TASKS -
a) In the excerpt on the foreclosure lawsuit, translate this sentence into Spanish: "However, to the extent these counts do not fall under Rooker-Feldman, they should nevertheless be dismissed for failing to state a claim upon which relief could be granted, as the court documents show that Defendants had no obligation to stay eviction proceedings in the face of those rulings."
b) What does Count XIV allege in the excerpt on the foreclosure lawsuit?

DOCUMENT SECTION -

* start *

Count I of the complaint alleges a defective notarized affidavit of assignment, Count II alleges a fraudulent assignment, Count III alleges a violation of the 14th Amendment related to the defective affidavit; Count IV alleges presentation of fraudulent documents and failure to comply with foreclosure by advertisement requirements; Count V alleges fraud in the inducement; Count VI alleges failure to stop eviction proceedings in face of appeal; Count VII alleges the same; Count VIII alleges violation of court order regarding foreclosure by advertisement and race and class discrimination; Count IX alleges a takings claim based on the foreclosure; Count X alleges fraud related to a forged deed; Count XI alleges economic harassment due to race; Count XII alleges failure to provide James with notice of a defect in the mortgage; Count XIII alleges a bona fide purchaser claim; Count XIV alleges a statute of frauds violation; Count XV alleges unclean hands; Count XVI alleges an anti-lock out statute violation; Count XVII alleges an unexecuted acknowledgement; Count XVIII alleges a claim for claim and delivery; Count XIX alleges in part a conspiracy to obtain a fraudulent mortgage by way of a fraudulent deed; Count XX alleges violations of various Federal Debt Collection Practices Act provisions; Count XXI alleges Truth in Lending Act violations; Count XXII alleges in part a violation of 18 U.S.C. § 1984 and §1962 for unlawful debt; Count XXIII alleges a violation of FTC rules; and Count XXIV alleges a violation of 18 U.S.C. §§ 1001 and 1035 related to underlying mortgage documents.

As regard to the remaining counts, Counts VI, VII, XVI focus on the defendants' failure, in December 2010 to cease eviction proceedings pending appeal, despite the fact that the appeals court twice denied James's motion to stay the judgment pending appeal. (Cplt. at 11-12). These counts also are precluded by the Rooker-Feldman doctrine as they involved actions that took place not only prior to the appeals court's decision on the merits of James's appeal but, based on his own allegations, before his case was even heard before the trial court, in May 2011. However, to the extent these counts do not fall under Rooker-Feldman, they should nevertheless be dismissed for failing to state a claim upon which relief could be granted, as the court documents show that Defendants had no obligation to stay eviction proceedings in the face of those rulings.

Count XXIII alleges a claim for violation of due process related to something that occurred on November 6, 2012, but James does not allege what that thing is - however the bulk of his allegations in this count appear to relate back to the merits of the underlying state case, and he previously alleged a due process claim in state court, so the Court finds that this Count also fails under Rooker-Feldman.

* end *

RAW DATA -
* start *

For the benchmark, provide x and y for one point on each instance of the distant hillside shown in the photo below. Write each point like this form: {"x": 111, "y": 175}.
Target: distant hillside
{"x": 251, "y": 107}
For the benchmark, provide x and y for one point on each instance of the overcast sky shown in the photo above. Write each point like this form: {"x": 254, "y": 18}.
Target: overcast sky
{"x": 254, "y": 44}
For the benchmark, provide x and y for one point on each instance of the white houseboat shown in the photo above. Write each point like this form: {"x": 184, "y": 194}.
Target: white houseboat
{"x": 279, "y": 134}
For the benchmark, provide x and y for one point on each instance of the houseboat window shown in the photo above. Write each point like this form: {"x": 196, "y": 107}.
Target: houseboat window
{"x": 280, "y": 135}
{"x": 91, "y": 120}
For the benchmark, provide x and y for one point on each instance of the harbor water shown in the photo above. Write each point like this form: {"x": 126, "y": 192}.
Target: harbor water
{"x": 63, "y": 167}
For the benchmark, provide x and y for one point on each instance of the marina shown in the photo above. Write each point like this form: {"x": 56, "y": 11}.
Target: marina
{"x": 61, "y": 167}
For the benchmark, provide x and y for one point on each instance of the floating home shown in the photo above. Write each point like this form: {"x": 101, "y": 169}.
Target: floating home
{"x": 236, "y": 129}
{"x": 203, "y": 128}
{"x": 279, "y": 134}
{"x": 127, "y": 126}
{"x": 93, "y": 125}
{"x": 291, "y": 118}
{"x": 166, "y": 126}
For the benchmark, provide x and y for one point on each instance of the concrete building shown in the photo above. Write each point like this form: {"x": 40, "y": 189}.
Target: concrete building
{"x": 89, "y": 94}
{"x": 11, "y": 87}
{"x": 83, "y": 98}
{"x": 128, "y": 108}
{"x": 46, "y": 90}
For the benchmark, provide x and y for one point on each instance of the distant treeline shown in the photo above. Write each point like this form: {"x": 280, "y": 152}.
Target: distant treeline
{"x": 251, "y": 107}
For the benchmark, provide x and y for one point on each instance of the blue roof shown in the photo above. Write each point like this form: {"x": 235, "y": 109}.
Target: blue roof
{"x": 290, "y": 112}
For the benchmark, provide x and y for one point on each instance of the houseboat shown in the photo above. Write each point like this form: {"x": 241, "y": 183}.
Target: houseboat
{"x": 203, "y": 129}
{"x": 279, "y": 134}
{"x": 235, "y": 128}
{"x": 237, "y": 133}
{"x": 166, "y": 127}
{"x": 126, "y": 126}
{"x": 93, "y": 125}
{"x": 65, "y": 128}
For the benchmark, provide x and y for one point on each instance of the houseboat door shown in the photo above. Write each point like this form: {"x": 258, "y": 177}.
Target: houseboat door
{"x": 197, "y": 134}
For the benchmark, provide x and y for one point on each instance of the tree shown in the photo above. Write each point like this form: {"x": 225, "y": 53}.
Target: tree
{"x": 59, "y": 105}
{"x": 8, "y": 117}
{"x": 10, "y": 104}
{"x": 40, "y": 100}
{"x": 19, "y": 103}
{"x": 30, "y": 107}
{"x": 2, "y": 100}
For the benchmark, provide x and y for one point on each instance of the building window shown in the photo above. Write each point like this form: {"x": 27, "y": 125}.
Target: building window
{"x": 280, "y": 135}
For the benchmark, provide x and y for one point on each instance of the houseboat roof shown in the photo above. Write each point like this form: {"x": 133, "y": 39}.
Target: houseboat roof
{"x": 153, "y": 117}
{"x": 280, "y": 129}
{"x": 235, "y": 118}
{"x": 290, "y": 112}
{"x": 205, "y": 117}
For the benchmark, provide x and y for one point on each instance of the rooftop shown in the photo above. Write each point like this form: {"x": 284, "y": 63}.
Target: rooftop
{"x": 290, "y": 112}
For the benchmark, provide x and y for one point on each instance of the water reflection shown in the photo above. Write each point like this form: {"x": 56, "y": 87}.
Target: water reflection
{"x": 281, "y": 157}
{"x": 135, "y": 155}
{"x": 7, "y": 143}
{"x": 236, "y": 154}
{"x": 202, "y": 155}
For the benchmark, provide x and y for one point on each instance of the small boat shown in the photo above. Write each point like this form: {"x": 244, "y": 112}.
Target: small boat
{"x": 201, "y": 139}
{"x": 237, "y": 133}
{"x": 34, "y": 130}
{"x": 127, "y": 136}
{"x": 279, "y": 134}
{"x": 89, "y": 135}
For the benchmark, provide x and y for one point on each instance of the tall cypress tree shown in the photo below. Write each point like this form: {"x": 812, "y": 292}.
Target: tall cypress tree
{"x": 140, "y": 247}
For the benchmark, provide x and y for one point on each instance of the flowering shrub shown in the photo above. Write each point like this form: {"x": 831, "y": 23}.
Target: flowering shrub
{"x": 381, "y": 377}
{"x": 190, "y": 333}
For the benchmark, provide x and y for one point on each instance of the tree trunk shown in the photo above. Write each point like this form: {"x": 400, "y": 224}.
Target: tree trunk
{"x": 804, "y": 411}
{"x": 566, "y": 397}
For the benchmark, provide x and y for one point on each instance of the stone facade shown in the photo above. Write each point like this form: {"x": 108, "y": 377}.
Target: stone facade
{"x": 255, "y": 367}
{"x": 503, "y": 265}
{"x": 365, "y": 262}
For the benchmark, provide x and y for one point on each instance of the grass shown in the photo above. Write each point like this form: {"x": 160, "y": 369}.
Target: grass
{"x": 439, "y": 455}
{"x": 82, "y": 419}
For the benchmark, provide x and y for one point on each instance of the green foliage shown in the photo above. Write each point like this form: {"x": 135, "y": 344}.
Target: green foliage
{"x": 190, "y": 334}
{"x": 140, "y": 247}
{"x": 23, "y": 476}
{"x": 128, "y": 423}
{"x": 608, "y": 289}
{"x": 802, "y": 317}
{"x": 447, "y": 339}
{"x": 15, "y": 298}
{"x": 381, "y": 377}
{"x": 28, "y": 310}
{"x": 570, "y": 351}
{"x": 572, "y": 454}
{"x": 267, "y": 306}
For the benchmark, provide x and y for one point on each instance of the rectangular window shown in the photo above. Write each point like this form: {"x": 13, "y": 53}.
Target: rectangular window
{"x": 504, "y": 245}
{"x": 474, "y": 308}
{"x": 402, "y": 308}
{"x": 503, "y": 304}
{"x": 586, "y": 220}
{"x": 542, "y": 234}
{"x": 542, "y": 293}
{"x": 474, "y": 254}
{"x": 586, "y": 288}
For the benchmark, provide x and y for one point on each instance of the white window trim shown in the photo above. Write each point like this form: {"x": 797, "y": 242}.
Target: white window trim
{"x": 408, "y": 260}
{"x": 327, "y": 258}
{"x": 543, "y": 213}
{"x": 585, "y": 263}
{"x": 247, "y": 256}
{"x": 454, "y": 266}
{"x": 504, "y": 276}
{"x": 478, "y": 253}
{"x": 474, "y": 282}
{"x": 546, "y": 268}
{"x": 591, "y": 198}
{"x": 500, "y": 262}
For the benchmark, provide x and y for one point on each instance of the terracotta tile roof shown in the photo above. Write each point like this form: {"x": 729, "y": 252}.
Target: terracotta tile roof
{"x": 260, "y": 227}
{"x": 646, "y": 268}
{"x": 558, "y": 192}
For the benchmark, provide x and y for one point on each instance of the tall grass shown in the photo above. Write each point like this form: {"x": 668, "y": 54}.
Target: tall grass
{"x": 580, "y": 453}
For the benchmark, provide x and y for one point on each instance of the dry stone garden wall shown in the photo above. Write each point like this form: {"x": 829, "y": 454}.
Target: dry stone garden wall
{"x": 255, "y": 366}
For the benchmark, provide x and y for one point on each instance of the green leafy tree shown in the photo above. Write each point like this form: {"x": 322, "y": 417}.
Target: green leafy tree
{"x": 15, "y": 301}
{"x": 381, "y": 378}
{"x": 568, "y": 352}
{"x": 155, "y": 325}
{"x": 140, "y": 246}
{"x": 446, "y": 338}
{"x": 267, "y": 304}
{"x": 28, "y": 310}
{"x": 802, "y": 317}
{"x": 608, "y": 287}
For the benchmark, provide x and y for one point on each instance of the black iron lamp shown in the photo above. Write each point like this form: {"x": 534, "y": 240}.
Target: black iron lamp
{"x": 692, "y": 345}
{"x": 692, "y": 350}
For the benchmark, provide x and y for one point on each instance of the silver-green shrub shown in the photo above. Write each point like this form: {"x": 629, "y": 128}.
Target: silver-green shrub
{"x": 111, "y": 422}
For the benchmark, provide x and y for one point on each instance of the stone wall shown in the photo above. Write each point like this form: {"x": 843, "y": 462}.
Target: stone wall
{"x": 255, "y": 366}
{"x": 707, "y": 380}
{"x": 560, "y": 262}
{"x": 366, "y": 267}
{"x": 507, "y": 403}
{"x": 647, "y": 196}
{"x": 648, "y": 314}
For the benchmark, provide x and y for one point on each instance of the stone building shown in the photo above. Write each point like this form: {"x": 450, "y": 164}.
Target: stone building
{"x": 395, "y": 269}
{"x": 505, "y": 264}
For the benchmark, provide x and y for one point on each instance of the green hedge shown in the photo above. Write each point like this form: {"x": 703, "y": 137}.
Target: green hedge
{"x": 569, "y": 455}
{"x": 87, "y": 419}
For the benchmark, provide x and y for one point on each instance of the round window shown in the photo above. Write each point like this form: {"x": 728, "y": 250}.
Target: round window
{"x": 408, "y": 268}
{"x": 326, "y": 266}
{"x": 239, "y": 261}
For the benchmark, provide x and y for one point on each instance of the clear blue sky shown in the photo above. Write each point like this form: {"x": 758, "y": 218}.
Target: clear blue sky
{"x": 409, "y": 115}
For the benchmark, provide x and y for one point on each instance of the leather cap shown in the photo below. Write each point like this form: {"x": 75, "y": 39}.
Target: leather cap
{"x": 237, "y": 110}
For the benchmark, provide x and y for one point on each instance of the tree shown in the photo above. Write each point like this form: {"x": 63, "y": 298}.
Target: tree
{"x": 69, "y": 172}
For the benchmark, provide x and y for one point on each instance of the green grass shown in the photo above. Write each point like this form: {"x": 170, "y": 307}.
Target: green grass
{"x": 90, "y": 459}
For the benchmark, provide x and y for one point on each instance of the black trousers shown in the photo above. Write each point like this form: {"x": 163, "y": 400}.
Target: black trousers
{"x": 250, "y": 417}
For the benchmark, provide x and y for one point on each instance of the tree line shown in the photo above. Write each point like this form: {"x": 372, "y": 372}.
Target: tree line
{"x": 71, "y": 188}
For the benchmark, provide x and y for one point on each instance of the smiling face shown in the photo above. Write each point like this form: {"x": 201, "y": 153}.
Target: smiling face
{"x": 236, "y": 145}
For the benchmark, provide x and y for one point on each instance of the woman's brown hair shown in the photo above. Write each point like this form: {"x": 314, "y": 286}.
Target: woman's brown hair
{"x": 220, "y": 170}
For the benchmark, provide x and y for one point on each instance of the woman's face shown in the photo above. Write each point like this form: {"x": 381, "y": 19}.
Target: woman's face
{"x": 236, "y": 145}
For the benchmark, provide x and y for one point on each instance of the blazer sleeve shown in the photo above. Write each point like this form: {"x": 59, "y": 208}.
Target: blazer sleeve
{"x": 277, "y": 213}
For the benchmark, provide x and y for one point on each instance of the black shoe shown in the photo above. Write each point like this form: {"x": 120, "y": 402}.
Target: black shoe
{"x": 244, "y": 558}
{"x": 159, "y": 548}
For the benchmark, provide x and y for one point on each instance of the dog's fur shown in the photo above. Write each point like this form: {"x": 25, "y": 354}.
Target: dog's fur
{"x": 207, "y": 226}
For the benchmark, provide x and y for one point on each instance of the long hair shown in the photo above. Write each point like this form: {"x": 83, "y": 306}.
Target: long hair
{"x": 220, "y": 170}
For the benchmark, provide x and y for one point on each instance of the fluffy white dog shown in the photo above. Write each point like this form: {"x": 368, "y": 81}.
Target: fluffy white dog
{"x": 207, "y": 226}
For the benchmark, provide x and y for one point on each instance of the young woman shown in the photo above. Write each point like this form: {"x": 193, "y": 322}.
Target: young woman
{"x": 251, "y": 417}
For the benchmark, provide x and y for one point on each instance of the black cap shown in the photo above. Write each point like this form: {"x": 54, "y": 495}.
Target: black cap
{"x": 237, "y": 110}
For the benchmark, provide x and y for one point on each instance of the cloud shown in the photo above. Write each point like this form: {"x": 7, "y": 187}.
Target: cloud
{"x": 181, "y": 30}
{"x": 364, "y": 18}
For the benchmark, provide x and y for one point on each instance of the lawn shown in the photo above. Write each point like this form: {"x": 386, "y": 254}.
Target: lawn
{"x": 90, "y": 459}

* end *

SOLUTIONS PER TASK -
a) Sin embargo, en la medida en que estos cargos no queden comprendidos en la doctrina Rooker-Feldman, deberían desestimarse de todos modos por no plantear una pretensión sobre la cual pudiera concederse reparación, ya que los documentos judiciales muestran que los demandados no tenían obligación de suspender el procedimiento de desalojo ante esas resoluciones.

b) A statute of frauds violation.